_Excerpted text_
Start of Block

Co-do implements multiple layers of security:

Content Security Policy (CSP)

• Strict CSP headers limit network access to AI provider APIs only
• worker-src 'self' restricts Worker scripts to same-origin
• No unsafe-eval required for WebAssembly execution
• Frame ancestors blocked to prevent clickjacking

API Key Security

• API keys stored securely in IndexedDB
• Keys only transmitted to the selected AI provider
• No server-side storage or logging

Permission Controls

• Granular control over file operations (always/ask/never)
• Separate permissions for WASM custom tools
• Destructive operations require explicit approval

Sandboxing

• Directory Sandboxing: File operations restricted to user-selected directory
• Markdown Sandboxing: AI responses rendered in sandboxed iframes (XSS protection)
• WebAssembly Sandboxing: WASM tools run in isolated Web Workers

WebAssembly Sandbox Security

WASM custom tools execute in isolated Web Workers for security and performance:

1. Process Isolation: Each WASM execution runs in a dedicated Worker thread
2. True Termination: Runaway or malicious modules can be terminated via Worker.terminate()
3. Memory Limits: Configurable memory bounds per tool (default: 32MB, max: 256MB)
4. Network Blocking: WASI socket syscalls return EPERM (permission denied)
5. No DOM Access: Workers cannot access the main thread's DOM or globals
6. CSP Enforcement: Workers inherit CSP, blocking unauthorized network requests
7. Timeout Enforcement: Long-running executions are automatically terminated

For detailed security analysis, see docs/WASM-SANDBOXING-ANALYSIS.md.

Architecture

• Vite: Build tool and development server
• TypeScript: Type-safe code with strict mode
• Vercel AI SDK: Multi-provider AI integration with streaming support
• File System Access API: Native file system integration
• IndexedDB: Secure local storage for provider configurations and WASM tools
• Service Worker: PWA offline support and caching
• Web Workers: Isolated WASM execution environment
• WebAssembly + WASI: Custom tool runtime with sandboxed execution
• Modern CSS: CSS custom properties for theming, no frameworks

Development

Project Structure

Co-do/
├── src/
│   ├── main.ts          # Application entry point
│   ├── ui.ts            # UI manager and event handlers
│   ├── fileSystem.ts    # File System Access API wrapper
│   ├── ai.ts            # AI SDK integration
│   ├── tools.ts         # AI tools for file operations
│   ├── preferences.ts   # User preferences and permissions
│   ├── styles.css       # Application styles
│   └── wasm-tools/      # WebAssembly custom tools system
│       ├── manager.ts       # Tool orchestrator
│       ├── runtime.ts       # WASI runtime (main thread fallback)

End of Block

_What is being asked_
Reproduce the Co-do security text from "4. Network Blocking: WASI" to "analysis, see docs/WASM-SANDBOXING-ANALYSIS.md.".

[Segmentation mask data]
Start of Block

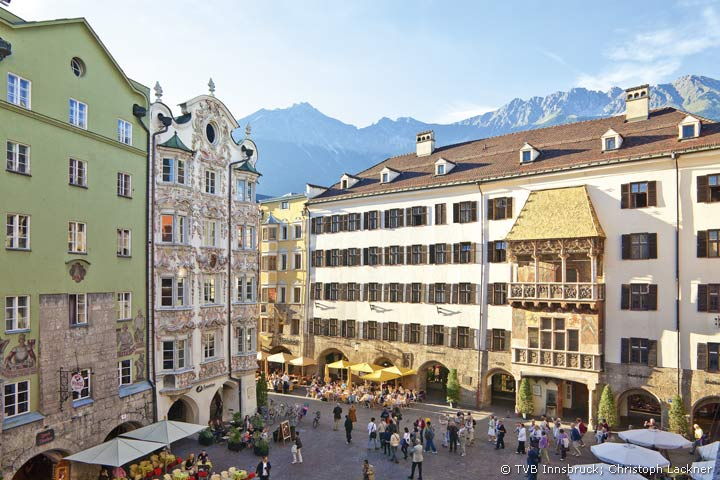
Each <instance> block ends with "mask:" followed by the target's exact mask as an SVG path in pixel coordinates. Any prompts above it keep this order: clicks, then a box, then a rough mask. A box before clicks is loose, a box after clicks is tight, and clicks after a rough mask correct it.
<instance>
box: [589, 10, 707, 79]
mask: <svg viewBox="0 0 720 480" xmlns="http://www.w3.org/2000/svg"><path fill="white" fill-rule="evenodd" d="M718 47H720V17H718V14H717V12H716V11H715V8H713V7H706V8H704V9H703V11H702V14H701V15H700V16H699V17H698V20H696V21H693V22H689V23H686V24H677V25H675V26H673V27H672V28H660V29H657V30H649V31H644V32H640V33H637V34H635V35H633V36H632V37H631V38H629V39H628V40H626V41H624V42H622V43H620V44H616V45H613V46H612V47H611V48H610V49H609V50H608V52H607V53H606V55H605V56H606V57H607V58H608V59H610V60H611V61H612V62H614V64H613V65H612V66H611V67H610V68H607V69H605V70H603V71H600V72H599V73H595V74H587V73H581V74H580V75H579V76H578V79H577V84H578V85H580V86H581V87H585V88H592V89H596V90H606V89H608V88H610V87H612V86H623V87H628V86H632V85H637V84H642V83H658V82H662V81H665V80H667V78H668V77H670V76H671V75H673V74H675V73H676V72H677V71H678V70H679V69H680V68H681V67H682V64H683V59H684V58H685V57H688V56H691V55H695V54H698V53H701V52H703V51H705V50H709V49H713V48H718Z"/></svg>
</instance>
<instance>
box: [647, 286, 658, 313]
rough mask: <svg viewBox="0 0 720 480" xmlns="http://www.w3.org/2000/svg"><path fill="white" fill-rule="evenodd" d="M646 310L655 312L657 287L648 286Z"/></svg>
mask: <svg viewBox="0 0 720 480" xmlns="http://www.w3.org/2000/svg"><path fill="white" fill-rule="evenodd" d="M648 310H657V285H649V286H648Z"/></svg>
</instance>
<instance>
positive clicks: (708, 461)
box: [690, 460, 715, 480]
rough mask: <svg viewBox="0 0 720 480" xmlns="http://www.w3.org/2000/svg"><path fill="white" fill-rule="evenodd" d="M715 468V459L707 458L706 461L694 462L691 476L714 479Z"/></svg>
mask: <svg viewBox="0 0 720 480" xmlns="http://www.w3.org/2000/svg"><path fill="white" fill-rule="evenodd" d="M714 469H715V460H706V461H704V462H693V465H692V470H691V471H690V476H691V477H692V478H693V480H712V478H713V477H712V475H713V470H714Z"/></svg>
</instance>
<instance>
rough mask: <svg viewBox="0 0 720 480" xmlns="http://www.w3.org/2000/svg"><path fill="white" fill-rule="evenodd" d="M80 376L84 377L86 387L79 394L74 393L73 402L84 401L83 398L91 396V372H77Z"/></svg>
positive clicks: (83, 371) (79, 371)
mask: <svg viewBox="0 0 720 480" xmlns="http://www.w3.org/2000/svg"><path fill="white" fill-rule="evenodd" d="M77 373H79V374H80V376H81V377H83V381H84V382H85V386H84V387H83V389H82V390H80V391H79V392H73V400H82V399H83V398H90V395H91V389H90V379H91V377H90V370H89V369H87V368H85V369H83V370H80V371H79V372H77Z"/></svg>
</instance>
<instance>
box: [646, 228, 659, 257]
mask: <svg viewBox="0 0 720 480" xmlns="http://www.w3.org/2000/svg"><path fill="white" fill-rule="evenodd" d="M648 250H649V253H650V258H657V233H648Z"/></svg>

End of Block

_Output of the exercise_
4. Network Blocking: WASI socket syscalls return EPERM (permission denied)
5. No DOM Access: Workers cannot access the main thread's DOM or globals
6. CSP Enforcement: Workers inherit CSP, blocking unauthorized network requests
7. Timeout Enforcement: Long-running executions are automatically terminated

For detailed security analysis, see docs/WASM-SANDBOXING-ANALYSIS.md.